══ Reading passage

January 18, 2013
TT: Francis Poulenc, maître
In today's Wall Street Journal "Sightings" column I commemorate the fiftieth anniversary of the death of Francis Poulenc. Here's an excerpt.
* * *
When Francis Poulenc died fifty years ago this month, the world of classical music sorrowfully noted the passing of a delightful artist of the second rank. Even his friends seem to have thought him a bit of a lightweight. The British composer Lennox Berkeley, who knew and loved Poulenc, wrote an obituary that praised the "touching tenderness and simplicity of heart" of his ever-so-French music--but went on to say in the very next breath that he "lacked the power of large-scale construction." Talk about faint damns!
That was in 1963, at a time when the classical-music establishment was still in thrall to the postwar professoriat of Austro-German composers and their foreign epigones who believed that the future of music lay not with traditional harmony but with Schoenberg-style serialism. They thought it to be historically inevitable, and had no use for those who disagreed. Least of all did they care for composers who, like Poulenc, happily embraced tunefulness and wit and sought to give pleasure to their audiences. Such dour folk took it for granted that pleasure was bad for you.

════

* [Exercise task a] Render the rows from their first line up to and including the line with "[137,188,207,224]" as a Markdown table with the columns No. and Line. Number each line and omit blank lines.

══ Exercise materials

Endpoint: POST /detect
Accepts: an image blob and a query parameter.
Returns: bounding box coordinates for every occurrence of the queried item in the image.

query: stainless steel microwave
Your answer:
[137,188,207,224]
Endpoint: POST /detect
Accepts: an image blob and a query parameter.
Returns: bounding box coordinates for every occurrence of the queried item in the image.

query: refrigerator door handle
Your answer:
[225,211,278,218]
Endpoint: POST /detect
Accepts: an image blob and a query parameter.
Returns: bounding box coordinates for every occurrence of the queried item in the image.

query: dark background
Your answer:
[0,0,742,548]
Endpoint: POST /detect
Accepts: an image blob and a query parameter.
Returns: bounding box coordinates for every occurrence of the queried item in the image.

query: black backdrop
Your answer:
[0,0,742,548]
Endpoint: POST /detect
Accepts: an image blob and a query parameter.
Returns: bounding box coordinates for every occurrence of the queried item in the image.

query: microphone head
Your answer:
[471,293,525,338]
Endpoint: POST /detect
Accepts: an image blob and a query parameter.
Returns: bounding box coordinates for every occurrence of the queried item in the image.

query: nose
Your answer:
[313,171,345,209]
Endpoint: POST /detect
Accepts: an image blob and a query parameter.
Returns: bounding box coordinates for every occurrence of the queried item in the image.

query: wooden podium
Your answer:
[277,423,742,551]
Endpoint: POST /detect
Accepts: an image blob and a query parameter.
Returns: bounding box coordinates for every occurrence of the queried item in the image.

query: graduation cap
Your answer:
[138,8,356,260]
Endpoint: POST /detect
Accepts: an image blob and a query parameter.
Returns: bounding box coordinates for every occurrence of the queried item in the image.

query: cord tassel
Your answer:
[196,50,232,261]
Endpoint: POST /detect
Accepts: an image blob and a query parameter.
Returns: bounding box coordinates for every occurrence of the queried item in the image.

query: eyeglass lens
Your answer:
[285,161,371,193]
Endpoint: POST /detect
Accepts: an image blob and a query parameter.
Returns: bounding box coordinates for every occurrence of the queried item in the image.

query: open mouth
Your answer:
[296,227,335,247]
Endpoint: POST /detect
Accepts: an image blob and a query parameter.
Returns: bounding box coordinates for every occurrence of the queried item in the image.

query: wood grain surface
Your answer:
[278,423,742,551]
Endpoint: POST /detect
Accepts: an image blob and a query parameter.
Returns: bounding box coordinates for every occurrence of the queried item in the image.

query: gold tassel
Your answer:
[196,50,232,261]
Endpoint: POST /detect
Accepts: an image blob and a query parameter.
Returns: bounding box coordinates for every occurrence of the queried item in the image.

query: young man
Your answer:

════

* [Exercise task b] Name every person the Poulenc column mentions by name.

* [Task result a]
| No. | Line |
|---|---|
| 1 | Endpoint: POST /detect |
| 2 | Accepts: an image blob and a query parameter. |
| 3 | Returns: bounding box coordinates for every occurrence of the queried item in the image. |
| 4 | query: stainless steel microwave |
| 5 | Your answer: |
| 6 | [137,188,207,224] |

* [Task result b]
- Francis Poulenc
- Lennox Berkeley
- Schoenberg